Task details —
A verbatim copy of the lines from the one with "Task: locate the man in" through the final line below is required; print it and nothing else.

Saved entries:
_ _ _ _ _

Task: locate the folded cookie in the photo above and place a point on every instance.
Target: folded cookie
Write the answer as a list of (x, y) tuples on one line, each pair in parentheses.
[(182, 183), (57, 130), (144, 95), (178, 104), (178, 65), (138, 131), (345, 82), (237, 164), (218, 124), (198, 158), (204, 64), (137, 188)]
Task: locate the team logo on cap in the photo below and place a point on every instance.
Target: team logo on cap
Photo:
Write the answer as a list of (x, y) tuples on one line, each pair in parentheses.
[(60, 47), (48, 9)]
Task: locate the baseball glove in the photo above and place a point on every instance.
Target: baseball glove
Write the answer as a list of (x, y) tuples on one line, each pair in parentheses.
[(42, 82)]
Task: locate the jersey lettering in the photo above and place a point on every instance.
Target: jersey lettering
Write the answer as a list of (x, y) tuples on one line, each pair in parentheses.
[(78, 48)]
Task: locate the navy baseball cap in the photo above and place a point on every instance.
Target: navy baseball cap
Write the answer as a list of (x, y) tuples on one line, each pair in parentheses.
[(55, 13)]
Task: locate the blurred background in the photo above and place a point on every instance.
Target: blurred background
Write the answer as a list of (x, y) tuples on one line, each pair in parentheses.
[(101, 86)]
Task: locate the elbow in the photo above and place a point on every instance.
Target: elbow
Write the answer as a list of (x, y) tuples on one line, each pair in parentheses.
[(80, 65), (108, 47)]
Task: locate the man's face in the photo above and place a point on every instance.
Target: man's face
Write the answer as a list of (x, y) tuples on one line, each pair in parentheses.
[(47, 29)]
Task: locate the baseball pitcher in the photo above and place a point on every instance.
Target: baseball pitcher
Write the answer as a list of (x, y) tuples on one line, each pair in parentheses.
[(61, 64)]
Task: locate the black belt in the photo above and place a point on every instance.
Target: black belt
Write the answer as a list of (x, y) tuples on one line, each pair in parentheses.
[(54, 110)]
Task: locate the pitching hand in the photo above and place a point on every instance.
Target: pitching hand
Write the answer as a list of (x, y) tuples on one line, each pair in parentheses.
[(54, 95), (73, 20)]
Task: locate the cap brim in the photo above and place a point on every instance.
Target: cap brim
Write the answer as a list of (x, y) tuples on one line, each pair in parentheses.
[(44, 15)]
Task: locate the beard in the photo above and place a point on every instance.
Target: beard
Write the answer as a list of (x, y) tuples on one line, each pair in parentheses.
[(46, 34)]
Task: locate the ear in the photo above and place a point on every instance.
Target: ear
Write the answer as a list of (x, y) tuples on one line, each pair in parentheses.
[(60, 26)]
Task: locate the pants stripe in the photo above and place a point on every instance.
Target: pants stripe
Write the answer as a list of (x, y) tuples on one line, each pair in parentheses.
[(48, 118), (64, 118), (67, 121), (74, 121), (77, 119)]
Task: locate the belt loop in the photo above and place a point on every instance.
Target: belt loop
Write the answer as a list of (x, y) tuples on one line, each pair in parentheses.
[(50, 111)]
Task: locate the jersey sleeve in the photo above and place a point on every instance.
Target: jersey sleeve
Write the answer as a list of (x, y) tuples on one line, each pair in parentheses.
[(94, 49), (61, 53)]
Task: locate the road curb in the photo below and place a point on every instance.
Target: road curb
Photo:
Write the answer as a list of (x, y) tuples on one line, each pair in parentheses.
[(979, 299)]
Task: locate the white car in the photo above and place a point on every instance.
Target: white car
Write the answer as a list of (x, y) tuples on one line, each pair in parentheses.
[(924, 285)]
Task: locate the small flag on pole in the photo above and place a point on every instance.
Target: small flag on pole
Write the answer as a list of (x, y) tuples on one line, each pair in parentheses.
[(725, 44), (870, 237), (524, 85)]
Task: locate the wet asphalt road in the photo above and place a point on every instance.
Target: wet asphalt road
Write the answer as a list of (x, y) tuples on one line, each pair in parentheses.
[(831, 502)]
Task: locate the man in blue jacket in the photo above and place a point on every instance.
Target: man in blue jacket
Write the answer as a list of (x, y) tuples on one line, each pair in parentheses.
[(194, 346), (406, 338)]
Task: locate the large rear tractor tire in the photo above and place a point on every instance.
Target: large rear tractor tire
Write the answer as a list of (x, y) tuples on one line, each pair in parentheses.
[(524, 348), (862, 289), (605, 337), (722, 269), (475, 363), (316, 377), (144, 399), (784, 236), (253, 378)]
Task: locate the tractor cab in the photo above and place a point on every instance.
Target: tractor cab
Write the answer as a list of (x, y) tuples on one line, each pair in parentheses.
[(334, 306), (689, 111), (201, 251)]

_ _ _ _ _

Written reply —
Task: locate the man in blue jacket in the photo above and place a point on every instance.
Target: man in blue jacket
Write the answer as a list of (x, y) tuples on one line, each pair in parentheses.
[(194, 346), (406, 338)]
Task: locate the large rear tractor tire in the photo above and place a point on every instance.
Target: large rear tractor tire
Write the answer as a list of (x, y) tuples on one line, each pair in parentheses.
[(524, 348), (862, 289), (605, 337), (722, 269), (475, 363), (316, 377), (144, 399), (784, 236), (253, 378)]
Task: locate the tractor cab in the photo above and place a point on every instance.
Target: tractor cab
Write the answer as a list of (x, y) tuples on one line, each pair in parentheses.
[(334, 306), (689, 111), (201, 251)]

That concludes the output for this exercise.